## What is required
Rewrite every line of the items below as a numbered list, skipping any blank lines.

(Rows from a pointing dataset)
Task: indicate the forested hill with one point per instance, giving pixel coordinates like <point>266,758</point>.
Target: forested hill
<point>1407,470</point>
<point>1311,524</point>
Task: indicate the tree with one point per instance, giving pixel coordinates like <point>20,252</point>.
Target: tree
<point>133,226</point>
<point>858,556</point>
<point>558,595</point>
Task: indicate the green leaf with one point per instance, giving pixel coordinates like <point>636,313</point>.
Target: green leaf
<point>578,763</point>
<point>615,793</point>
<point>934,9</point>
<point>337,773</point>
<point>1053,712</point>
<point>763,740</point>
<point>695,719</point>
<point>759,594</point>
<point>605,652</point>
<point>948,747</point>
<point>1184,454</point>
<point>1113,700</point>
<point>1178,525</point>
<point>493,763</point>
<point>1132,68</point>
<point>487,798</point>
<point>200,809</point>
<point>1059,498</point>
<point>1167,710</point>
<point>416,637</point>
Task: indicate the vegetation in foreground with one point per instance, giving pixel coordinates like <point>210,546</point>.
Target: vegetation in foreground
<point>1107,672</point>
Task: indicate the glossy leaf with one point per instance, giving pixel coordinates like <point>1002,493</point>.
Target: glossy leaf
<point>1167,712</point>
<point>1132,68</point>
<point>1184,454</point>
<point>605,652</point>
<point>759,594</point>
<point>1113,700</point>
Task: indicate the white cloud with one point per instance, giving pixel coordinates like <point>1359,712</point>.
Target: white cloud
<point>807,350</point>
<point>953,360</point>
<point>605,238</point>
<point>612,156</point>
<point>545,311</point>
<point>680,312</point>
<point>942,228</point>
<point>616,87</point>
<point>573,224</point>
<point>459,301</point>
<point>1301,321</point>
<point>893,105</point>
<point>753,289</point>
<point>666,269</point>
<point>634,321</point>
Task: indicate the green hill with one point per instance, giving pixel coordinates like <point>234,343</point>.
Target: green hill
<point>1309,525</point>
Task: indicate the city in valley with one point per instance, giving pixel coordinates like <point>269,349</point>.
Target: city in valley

## Reply to the task
1. Task: indicate the forested hill with one point per instance, giving pixel coordinates like <point>266,758</point>.
2. Target: forested hill
3. <point>1407,470</point>
4. <point>1311,524</point>
5. Task: indicate the tree with one point per instance, giving pixel coordinates like <point>20,252</point>.
6. Target: tree
7. <point>133,226</point>
8. <point>858,556</point>
9. <point>558,595</point>
10. Task: indicate the green leaf with one point per instance, giving pixel coordinates like <point>636,313</point>.
11. Target: green leaf
12. <point>578,763</point>
13. <point>615,793</point>
14. <point>934,9</point>
15. <point>337,773</point>
16. <point>1053,712</point>
17. <point>763,740</point>
18. <point>695,719</point>
19. <point>759,594</point>
20. <point>605,652</point>
21. <point>948,747</point>
22. <point>1184,454</point>
23. <point>1113,700</point>
24. <point>1178,525</point>
25. <point>493,763</point>
26. <point>1132,68</point>
27. <point>487,798</point>
28. <point>200,809</point>
29. <point>1059,498</point>
30. <point>1167,710</point>
31. <point>416,637</point>
32. Task: indicate the vegetation in foreground with one point per instance, giving pixel coordinates like <point>210,546</point>.
33. Target: vegetation in foreground
34. <point>1107,672</point>
35. Task: indicate the glossy leaf with one point per instance, giving pixel coordinates like <point>1002,493</point>.
36. Target: glossy leaf
37. <point>1167,712</point>
38. <point>1132,68</point>
39. <point>1184,454</point>
40. <point>605,652</point>
41. <point>759,594</point>
42. <point>1113,700</point>
43. Task: indicate the white cloud with one point per instance, giving pixel coordinates like <point>1359,712</point>.
44. Target: white cloud
45. <point>807,350</point>
46. <point>953,360</point>
47. <point>605,238</point>
48. <point>612,156</point>
49. <point>545,311</point>
50. <point>680,312</point>
51. <point>942,228</point>
52. <point>616,87</point>
53. <point>573,224</point>
54. <point>459,301</point>
55. <point>1301,321</point>
56. <point>893,105</point>
57. <point>753,289</point>
58. <point>666,269</point>
59. <point>634,321</point>
60. Task: indicate the green hill with one point per instance, giving pixel coordinates like <point>234,343</point>.
61. Target: green hill
62. <point>1309,525</point>
63. Task: indicate the city in valley with one point per instance, giving pixel coordinates like <point>269,349</point>.
64. Target: city in valley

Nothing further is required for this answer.